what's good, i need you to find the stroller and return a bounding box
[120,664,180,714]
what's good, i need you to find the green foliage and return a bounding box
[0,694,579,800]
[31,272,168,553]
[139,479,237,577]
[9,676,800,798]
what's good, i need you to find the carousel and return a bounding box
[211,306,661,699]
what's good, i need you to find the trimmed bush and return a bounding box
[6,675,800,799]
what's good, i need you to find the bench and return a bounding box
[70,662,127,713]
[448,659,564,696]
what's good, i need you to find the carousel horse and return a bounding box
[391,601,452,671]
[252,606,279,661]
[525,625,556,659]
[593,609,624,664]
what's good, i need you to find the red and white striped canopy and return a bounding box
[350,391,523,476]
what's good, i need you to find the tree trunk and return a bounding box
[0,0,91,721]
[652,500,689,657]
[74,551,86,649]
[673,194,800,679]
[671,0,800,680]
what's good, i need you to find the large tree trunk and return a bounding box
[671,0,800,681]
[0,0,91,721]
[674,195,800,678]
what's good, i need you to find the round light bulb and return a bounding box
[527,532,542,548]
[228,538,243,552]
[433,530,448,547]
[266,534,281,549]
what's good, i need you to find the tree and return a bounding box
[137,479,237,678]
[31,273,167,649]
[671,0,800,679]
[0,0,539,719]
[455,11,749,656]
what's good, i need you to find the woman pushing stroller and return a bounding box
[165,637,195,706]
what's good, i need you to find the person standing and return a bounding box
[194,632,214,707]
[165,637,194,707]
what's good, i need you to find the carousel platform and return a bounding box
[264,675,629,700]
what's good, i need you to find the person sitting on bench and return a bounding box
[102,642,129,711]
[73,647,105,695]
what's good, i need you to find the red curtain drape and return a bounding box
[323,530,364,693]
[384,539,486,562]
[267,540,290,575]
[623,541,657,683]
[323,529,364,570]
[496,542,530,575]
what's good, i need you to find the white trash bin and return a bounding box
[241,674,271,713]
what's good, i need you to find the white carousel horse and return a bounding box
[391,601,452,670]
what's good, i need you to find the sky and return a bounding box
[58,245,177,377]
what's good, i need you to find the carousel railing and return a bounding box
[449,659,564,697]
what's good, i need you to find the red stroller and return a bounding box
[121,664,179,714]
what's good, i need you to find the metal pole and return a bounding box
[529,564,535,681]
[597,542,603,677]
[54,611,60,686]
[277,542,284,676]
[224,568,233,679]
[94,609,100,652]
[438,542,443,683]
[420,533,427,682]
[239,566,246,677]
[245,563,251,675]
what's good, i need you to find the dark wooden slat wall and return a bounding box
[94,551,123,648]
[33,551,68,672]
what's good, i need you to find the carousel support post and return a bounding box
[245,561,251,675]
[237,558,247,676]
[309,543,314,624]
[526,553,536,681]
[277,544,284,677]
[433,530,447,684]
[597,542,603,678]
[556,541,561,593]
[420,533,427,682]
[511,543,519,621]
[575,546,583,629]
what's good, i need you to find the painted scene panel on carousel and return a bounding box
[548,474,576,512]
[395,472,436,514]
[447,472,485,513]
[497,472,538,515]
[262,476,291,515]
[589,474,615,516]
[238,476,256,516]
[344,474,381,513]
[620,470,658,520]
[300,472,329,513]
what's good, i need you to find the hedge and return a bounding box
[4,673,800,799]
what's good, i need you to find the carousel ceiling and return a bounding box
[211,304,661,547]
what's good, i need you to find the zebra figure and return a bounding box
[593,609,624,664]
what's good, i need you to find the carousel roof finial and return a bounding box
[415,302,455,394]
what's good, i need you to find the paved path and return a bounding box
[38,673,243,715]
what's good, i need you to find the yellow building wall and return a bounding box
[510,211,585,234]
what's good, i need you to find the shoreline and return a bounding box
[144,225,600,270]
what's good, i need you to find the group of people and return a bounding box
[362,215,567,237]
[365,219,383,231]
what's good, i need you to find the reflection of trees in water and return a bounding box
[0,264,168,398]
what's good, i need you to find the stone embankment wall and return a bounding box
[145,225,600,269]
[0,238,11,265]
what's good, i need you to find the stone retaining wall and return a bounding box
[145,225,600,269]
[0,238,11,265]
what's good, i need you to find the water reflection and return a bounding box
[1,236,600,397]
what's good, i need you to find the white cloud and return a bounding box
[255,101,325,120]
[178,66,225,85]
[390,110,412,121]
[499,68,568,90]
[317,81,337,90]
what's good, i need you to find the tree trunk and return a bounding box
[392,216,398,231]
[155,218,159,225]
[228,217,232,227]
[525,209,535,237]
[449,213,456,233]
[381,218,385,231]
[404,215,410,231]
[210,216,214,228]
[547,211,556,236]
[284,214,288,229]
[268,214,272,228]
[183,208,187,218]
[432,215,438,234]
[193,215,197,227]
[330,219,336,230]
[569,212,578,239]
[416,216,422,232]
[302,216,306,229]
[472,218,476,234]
═══
__PROBLEM TO WORK ON__.
Everything in the listing should be written out exactly.

__PROBLEM SOLUTION__.
what's good, i need you to find the stroller and return a bounding box
[120,664,180,714]
what's good, i need you to find the green foliage and return a bounding box
[0,694,579,800]
[31,272,168,553]
[139,479,237,577]
[9,676,800,798]
what's good, i need you to find the carousel and return a bounding box
[211,306,661,699]
what's good, i need you to find the trimmed bush and return a bounding box
[6,675,800,799]
what's good, i need you to find the bench and return a bounding box
[70,662,127,713]
[448,659,564,696]
what's good, i need you to find the carousel horse and return a bounding box
[391,601,452,671]
[252,606,279,661]
[525,625,556,659]
[593,609,624,664]
what's good, i need you to find the red and white striped canopy and return a bounding box
[350,391,523,476]
what's good, i need you to find the tree trunk and return a bounding box
[0,0,91,721]
[652,500,689,657]
[74,551,86,649]
[673,194,800,679]
[671,0,800,680]
what's good, i need you to find the large tree trunk and return a bounding box
[671,0,800,681]
[0,0,91,721]
[674,195,800,678]
what's good, i need you to find the round light bulb and return a bounding box
[527,532,542,548]
[228,538,243,552]
[433,530,448,547]
[266,534,281,549]
what's good, i need you to find the tree and return a bounding box
[137,479,237,678]
[31,273,167,649]
[671,0,800,679]
[0,0,539,719]
[455,11,749,656]
what's good, i need you to find the woman pushing stroller and return a bounding box
[165,637,195,706]
what's good, i need you to find the person standing and return a bounding box
[194,632,214,707]
[165,637,194,707]
what's good, i need you to find the carousel platform and return a bounding box
[264,675,629,700]
what's good, i need you to find the person sitting on bench and return a bounding box
[102,642,129,711]
[73,647,105,695]
what's good, i need you to find the red curtain drape and return a bounding box
[323,530,364,693]
[384,539,486,562]
[267,540,290,575]
[623,541,657,683]
[323,529,364,570]
[496,542,530,575]
what's good, i need you to find the white trash bin and return a bounding box
[241,674,271,713]
what's good, i need you to find the white carousel horse and return a bounding box
[391,601,452,670]
what's good, i need you to find the sky and return a bounding box
[58,245,177,377]
what's good, i need you to find the carousel railing and return a bounding box
[449,659,564,697]
what's good, i need you to find the red stroller and return a bounding box
[121,664,179,714]
what's good, i need you to find the metal pole and return a bounding box
[529,564,535,681]
[597,542,603,677]
[54,611,60,686]
[277,542,284,676]
[224,568,233,679]
[94,609,100,652]
[438,542,443,683]
[420,533,427,682]
[239,566,246,677]
[245,563,251,675]
what's good, i need you to find the dark wooden slat wall and return a bounding box
[94,551,123,648]
[33,551,68,672]
what's good, i need you to find the carousel support post and return a bounding box
[245,561,251,675]
[237,558,247,676]
[309,543,314,624]
[526,553,536,681]
[277,544,284,677]
[433,530,447,684]
[597,542,603,678]
[556,541,561,593]
[420,533,427,682]
[511,543,519,621]
[575,546,583,629]
what's good, i need you to find the painted scene panel on carousel and return a bounding box
[548,474,576,512]
[395,472,436,514]
[447,472,485,513]
[497,472,538,515]
[262,476,291,515]
[589,474,615,516]
[238,476,256,516]
[344,474,381,513]
[620,470,658,520]
[300,472,329,513]
what's good, i need you to find the hedge and return a bounding box
[4,673,800,799]
what's good, i need you to find the carousel ceiling and return a bounding box
[211,304,661,547]
what's good, i need you to find the zebra figure and return a bounding box
[593,609,624,664]
what's good, i need you to find the carousel roof finial and return a bounding box
[415,302,455,394]
what's good, i need you to find the paved path and return a bounding box
[38,673,243,715]
what's good, i need you to find the yellow building wall and return a bounding box
[510,211,585,234]
what's good, i need you to find the shoreline and return a bounding box
[144,225,600,270]
what's good, i need you to find the group of people and return a bounding box
[362,215,567,237]
[365,219,383,231]
what's good, i need you to find the reflection of trees in water and return a bounding box
[0,264,168,398]
what's good, i need you to find the stone embankment wall and return a bounding box
[145,225,600,269]
[0,238,11,265]
what's good, i need you to find the stone retaining wall and return a bounding box
[145,225,600,269]
[0,238,11,265]
what's good, i need you to find the water reflection and return a bounding box
[1,236,600,397]
what's good, i need you to find the white cloud and return a bounding box
[255,101,325,120]
[178,66,225,85]
[390,110,412,121]
[499,68,568,90]
[317,81,337,90]
what's good, i need you to find the tree trunk and return a bounding box
[392,216,398,231]
[155,218,159,225]
[228,217,232,227]
[525,209,535,237]
[449,213,456,233]
[381,218,385,231]
[404,215,410,231]
[210,216,214,228]
[547,211,556,236]
[284,214,288,229]
[268,214,272,228]
[183,208,187,218]
[432,215,438,234]
[193,215,197,227]
[330,219,336,230]
[569,212,578,239]
[416,216,422,232]
[302,216,306,229]
[472,218,476,234]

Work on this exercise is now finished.